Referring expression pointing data
###

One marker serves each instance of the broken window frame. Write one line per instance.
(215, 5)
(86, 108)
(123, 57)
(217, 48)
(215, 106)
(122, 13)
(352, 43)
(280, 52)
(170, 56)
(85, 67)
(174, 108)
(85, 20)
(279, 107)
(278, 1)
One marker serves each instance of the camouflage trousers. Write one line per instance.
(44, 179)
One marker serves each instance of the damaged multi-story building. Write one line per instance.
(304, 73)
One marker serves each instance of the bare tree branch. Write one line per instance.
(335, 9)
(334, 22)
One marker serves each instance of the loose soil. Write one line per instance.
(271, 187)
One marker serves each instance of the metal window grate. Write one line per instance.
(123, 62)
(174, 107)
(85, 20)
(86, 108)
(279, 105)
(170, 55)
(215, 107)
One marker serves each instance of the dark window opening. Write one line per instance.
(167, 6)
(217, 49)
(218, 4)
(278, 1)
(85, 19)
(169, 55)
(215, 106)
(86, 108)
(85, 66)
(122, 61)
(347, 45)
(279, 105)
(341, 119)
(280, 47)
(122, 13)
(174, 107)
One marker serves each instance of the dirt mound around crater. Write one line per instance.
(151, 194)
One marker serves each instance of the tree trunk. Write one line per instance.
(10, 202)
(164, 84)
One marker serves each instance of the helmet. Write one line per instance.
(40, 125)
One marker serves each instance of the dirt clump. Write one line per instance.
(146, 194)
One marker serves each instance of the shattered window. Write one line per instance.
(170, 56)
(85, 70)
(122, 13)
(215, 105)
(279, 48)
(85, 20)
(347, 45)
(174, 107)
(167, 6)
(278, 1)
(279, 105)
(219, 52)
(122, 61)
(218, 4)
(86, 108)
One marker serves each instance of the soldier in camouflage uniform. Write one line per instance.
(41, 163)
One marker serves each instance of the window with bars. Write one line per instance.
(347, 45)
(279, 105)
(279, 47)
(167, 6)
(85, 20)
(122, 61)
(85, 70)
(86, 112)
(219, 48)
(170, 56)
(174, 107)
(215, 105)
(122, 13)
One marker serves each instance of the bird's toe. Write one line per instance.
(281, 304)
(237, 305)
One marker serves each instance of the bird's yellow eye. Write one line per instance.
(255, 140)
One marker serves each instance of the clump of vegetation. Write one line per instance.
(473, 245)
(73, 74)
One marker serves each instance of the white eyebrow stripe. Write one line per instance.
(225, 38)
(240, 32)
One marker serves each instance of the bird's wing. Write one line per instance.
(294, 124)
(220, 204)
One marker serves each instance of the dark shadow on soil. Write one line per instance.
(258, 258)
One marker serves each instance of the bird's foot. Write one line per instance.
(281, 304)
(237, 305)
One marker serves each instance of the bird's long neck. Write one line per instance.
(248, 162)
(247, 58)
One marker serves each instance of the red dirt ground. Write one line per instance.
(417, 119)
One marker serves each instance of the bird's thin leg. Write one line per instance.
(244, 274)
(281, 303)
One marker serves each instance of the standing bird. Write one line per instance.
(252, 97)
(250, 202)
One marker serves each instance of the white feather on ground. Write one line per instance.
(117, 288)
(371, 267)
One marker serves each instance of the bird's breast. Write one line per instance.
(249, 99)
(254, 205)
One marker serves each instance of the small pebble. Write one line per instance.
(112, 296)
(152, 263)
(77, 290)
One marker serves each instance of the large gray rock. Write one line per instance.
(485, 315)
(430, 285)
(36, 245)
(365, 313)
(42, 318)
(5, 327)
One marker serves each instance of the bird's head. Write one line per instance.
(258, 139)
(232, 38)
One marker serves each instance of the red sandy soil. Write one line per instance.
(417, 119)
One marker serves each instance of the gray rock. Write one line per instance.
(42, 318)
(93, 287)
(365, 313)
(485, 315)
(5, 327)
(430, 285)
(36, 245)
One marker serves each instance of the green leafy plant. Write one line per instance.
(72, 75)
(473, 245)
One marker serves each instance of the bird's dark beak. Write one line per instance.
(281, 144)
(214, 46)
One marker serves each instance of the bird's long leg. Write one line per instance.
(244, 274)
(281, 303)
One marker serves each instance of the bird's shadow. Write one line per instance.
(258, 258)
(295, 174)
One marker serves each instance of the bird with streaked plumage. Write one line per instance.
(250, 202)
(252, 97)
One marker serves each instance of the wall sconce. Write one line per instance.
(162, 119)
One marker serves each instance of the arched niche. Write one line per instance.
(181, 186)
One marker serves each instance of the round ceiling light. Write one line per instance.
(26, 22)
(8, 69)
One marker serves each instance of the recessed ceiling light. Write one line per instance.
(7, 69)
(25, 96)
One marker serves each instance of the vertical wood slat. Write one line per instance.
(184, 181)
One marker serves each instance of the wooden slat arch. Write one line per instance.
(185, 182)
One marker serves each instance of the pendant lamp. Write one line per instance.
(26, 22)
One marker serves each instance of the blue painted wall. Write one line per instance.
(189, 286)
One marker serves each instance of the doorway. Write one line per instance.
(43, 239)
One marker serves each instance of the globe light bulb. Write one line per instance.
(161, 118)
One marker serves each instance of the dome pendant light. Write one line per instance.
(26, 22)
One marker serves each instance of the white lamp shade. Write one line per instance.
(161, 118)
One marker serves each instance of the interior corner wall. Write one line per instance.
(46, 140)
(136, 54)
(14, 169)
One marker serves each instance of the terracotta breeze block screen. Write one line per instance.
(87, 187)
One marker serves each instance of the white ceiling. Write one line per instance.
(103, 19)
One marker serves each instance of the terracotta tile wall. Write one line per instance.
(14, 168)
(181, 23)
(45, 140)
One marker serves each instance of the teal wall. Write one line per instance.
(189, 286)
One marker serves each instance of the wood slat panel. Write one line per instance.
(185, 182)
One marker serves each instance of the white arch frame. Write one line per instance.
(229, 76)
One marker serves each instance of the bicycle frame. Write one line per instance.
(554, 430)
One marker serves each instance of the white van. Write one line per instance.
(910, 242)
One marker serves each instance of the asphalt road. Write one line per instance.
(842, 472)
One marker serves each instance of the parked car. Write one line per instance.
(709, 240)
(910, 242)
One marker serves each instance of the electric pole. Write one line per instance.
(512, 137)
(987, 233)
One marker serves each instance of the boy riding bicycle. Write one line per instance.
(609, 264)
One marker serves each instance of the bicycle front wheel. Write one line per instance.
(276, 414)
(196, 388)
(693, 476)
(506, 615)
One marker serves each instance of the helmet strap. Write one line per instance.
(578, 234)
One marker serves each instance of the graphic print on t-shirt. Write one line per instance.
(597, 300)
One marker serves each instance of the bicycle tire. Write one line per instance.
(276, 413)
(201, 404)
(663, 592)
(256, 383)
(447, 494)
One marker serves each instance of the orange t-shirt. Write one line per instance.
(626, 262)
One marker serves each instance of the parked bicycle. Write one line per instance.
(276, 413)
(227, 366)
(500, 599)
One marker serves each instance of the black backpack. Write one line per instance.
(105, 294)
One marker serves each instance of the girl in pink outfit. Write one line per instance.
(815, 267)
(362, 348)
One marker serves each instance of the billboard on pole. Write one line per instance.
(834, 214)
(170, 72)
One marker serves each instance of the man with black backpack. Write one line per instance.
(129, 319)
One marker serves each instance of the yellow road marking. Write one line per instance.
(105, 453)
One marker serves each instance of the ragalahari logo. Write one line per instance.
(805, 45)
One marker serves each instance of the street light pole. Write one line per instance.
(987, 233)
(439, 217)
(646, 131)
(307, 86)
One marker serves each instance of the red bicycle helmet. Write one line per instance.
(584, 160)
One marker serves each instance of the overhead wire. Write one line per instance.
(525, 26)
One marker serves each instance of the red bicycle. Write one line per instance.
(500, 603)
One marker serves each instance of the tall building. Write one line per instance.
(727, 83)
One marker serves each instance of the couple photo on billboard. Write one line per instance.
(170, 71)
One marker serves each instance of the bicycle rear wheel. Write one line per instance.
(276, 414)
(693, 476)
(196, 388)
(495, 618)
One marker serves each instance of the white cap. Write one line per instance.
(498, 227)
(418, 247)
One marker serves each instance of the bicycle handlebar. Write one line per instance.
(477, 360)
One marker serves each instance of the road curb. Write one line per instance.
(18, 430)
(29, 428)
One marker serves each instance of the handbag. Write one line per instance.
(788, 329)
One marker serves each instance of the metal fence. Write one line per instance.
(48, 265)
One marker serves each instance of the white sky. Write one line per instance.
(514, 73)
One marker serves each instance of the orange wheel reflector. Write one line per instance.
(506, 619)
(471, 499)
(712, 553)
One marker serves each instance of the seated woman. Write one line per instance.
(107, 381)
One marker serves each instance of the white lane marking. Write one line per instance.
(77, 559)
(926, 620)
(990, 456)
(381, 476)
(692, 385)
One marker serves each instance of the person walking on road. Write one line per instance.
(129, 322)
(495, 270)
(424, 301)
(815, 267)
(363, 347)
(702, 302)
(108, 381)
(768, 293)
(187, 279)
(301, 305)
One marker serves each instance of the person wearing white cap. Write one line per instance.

###

- _WORK ORDER_: Please restate, exactly as written, the line that holds "One marker serves each instance of the person walking" and all remaining lines of the data above, and only those.

- _RESPONSE FOR THIS EXERCISE_:
One marker serves each instance of the person walking on road. Write one line per instance.
(129, 322)
(495, 270)
(424, 301)
(815, 267)
(363, 347)
(702, 302)
(108, 381)
(768, 293)
(187, 279)
(301, 305)
One marker serves each instance of the person wearing white cap. Write one line per instance.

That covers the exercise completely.